* BEGIN *
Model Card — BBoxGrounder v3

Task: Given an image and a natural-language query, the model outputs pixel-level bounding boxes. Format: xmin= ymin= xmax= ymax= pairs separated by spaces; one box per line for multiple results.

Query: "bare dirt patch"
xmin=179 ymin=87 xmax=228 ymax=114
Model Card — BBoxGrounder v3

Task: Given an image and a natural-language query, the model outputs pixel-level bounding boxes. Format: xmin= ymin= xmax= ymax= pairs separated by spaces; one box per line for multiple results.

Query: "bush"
* END *
→ **Written task**:
Rewrite all of the records, putting "text query" in place of "natural-language query" at every occurrence and leaving everything else unchanged.

→ **Response below**:
Model Card — BBoxGrounder v3

Task: Given an image and a text query, the model outputs pixel-level bounding boxes. Format: xmin= ymin= xmax= ymax= pairs separated by spaces; one box per line for multiple results.

Query: "bare dirt patch"
xmin=179 ymin=87 xmax=228 ymax=114
Model Card — BBoxGrounder v3

Task: Given an image and a text query, the model outputs pixel-level bounding boxes. Format: xmin= ymin= xmax= ymax= pairs separated by spaces; one box per line for multiple results.

Query: "bush"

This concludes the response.